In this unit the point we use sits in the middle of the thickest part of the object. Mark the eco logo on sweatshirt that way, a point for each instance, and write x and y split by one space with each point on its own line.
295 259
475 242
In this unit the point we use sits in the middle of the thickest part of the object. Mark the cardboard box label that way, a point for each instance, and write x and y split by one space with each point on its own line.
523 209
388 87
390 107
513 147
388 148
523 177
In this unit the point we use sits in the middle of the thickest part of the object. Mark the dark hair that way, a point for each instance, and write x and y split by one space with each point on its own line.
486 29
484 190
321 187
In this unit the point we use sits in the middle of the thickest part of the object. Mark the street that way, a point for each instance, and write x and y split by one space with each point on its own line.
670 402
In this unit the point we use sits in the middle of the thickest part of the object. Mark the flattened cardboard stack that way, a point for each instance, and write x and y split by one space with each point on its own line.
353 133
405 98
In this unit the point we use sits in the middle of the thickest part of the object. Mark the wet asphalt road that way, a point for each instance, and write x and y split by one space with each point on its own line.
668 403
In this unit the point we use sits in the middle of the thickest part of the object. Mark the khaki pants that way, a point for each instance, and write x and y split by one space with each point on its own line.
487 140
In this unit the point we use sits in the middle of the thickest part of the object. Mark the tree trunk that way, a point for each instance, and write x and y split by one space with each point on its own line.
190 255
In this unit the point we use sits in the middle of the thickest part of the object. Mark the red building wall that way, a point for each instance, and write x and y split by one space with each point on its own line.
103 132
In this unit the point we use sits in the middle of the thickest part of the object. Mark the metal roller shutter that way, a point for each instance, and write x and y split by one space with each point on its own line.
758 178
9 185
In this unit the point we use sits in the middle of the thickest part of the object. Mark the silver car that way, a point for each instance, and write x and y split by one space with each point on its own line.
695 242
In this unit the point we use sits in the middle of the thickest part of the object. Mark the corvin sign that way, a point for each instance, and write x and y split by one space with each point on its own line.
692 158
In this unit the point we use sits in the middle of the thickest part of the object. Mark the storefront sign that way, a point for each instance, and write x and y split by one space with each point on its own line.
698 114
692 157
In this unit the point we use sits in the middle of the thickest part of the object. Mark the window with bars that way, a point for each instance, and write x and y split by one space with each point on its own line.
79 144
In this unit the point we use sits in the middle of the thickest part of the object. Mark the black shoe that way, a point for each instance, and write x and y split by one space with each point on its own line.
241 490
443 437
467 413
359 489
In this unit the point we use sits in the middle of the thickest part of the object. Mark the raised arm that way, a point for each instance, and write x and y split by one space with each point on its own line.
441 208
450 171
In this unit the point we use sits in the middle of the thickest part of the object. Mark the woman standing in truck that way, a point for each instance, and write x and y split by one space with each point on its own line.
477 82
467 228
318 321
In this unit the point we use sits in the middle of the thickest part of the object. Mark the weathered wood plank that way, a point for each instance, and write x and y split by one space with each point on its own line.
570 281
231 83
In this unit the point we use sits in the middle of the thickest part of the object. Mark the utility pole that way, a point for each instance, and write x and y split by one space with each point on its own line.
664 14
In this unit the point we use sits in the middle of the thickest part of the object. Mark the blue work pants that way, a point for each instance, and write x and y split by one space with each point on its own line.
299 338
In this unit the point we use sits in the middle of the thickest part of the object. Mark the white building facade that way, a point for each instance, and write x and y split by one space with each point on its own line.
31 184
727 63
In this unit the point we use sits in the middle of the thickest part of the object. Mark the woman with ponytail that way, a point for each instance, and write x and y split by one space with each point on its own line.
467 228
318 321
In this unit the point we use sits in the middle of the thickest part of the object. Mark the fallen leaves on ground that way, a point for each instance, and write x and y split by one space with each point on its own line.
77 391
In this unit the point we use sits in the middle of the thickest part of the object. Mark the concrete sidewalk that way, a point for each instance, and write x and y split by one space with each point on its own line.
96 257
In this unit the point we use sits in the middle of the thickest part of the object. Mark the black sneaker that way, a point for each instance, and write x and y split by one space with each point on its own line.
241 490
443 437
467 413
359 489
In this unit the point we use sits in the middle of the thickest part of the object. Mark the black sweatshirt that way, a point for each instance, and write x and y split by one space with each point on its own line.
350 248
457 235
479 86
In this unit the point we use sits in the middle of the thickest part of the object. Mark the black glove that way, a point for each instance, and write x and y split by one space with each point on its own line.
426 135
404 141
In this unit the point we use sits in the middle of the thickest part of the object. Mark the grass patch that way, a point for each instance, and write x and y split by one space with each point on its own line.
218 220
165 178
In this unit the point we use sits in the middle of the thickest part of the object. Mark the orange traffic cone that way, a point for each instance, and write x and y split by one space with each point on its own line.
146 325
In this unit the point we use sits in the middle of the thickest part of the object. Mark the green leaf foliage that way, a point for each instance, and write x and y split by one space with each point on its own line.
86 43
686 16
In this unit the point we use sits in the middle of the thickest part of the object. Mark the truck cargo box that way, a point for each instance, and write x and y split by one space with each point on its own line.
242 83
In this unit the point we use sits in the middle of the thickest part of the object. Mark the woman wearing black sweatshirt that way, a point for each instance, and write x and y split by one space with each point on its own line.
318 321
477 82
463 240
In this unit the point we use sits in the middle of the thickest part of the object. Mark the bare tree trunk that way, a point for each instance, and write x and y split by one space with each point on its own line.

────────────────

◆ DIRECTIONS ◆
Take the data above and return it exactly.

◆ RESPONSE BELOW ◆
In this unit the point we use sits in the middle of the thickest part of the object. Mark the eco logo on sweatshirt that way, a point for each instance, and write x and y split by one space with each point on its own line.
295 259
475 242
In this unit the point we use sits in the middle of the thickest part of the object. Mark the cardboard box label that way, a point for each instance, and write x and y split by one space with each point on its own line.
523 209
388 87
390 107
513 147
388 148
523 177
In this unit the point we use sits in the middle of the thickest part of the object. Mark the dark hair that way, a point for each instance, and write x and y split by one space with each point on its own line.
486 29
484 190
321 187
In this unit the point we use sits in the middle of the thickest part of the object. Mark the street that way, a point for each instance, and write x and y split by one space with each point on its own line.
670 402
In this unit the point we use sits in the middle of the thickest part of the object. Mark the flattened cardboard stack that way, a point for each instance, and write x and y split by one space with each point on its own line.
353 133
405 98
In this unit the point we use sits in the middle of the thickest part of the object. Mark the wet asphalt road that way, a point for each instance, and write x and y split by one space with each point on its own line.
668 403
In this unit the point we use sits in the middle of the thickest part of the object. Mark the khaki pants that way, a point for each instance, and write x and y split by one space with each point on its own line.
487 140
In this unit the point we use sits in the middle of the thickest part of the object. Mark the tree trunk that way, a point for each instance, and write x and y split by one space with each point on its own line.
190 255
In this unit the point we use sits in the middle of the thickest part of the object. Mark the red building wall that way, a point for each instance, and write x and y split by one space with each point on its own line.
103 132
In this unit the point we use sits in the middle of the thickest part of the object. Mark the metal roller shutter that way, a point for each instance, and write x and y split by one space with each point on its own line.
758 178
9 185
In this unit the point we use sits in the middle of the thickest part of the object. Mark the silver car that way, a point for each instance, and write x and y split by one space with each point on its own line.
695 242
In this unit the point we use sits in the middle of the thickest part of the object. Mark the corvin sign that way, a point for each instance, and write x and y split by one space with each point on its own line.
692 158
In this unit the point we use sits in the middle of the thickest part of the object. Mark the storefront sign that way, a point for each instance, and write x and y split by one space with each point on its own line.
698 114
692 157
In this unit the point we use sits in the middle of the thickest part of the object. Mark the window with bars that way, a point for each instance, and write x and y split by one space with each point on its own line.
79 144
In this unit the point we use sits in the middle of the thickest part of the object. Mark the black shoe that way, a point for each instance, and write x and y split by one space with each point on its own line.
241 490
443 437
467 413
359 489
In this unit the point we use sits in the middle of the thickest part of the object. Mark the raised arm that way, a point for each instance, and write x and y split by one space with each point on its own line.
441 208
450 171
In this unit the point we use sits in the middle of the thickest part of the object. Mark the woman standing in truck that way, a point for each instance, and write x and y split by one space with each point on its own line.
477 82
467 228
318 321
In this unit the point we use sits in the middle of the thickest part of the object. Mark the weathered wood plank that way, a point for each instance, and write x and y split by one space with each point on its own line.
570 281
231 83
In this unit the point we use sits in the middle of the thickest part of the object. Mark the utility pole that way, a point for each instance, and write x and y split by one space with each point on its own line.
664 14
In this unit the point we use sits in the middle of the thickest part of the object. Mark the blue work pants that way, a point for each instance, and write x and y split by one space with each point on its own line.
299 338
In this unit the point we use sits in the middle of the thickest part of the object. Mark the white building facade that way, a point for each instance, and write x and y split by one space with each point on its own line.
31 184
727 63
In this unit the point we use sits in the middle of the thickest part of the object. Mark the woman with ponytail that way, a point for each instance, and write x and y split by one space with each point on its own line.
467 228
318 321
In this unit the point we use sits in the middle of the thickest part of the object. Mark the fallen leaves on ground that way, a point for each instance, and write x and y split by one space with each point on its own line.
77 391
In this unit the point we use sits in the middle of the thickest part of the object. Mark the concrete sidewalk that way, a point for each instance, and write x and y split by one space with each point on its own line.
96 257
In this unit the point we use sits in the middle of the thickest part of the object. Mark the black sneaker that way, a point for each instance, and write x and y split by one space with each point on its own line.
241 490
443 437
467 413
359 489
In this unit the point we use sits in the middle of the thickest part of the object. Mark the black sweatshirt that way, a point for each instance, and write x and y split by one space with each point on its own line.
350 248
457 235
479 86
In this unit the point we use sits in the middle of the thickest part of the object. Mark the black glove that way, a point for each instance, and write x and y split by one space with each point on its own line.
426 135
404 141
In this unit the point we use sits in the middle of the thickest part of the object. Mark the grass patch that way, a point for each instance, and write x and y split by one space with each point on its own line.
218 220
165 178
In this unit the point we use sits in the middle of the thickest part of the object. Mark the orange traffic cone that way, a point for each instance, and write x and y split by one space with each point on its own line.
146 325
In this unit the point we use sits in the middle of the thickest part of the object. Mark the green leaf foliage that way, a point for each instance, and write x and y split by one space with each point on its own line.
86 43
686 16
In this unit the point we use sits in the middle of the thickest part of the object. Mark the truck cargo box that way, a point for each instance, and write x and y split by one space with each point on its own line.
242 83
In this unit the point we use sits in the middle of the thickest part of the object. Mark the woman wearing black sweatshirt that way, a point for each instance, and write x and y split by one space with each point on its own line.
318 321
477 82
463 240
In this unit the point we use sits in the middle of the thickest part of the object. Mark the bare tree trunk that way, a point for each instance, and write x and y split by one space with each point on its own line.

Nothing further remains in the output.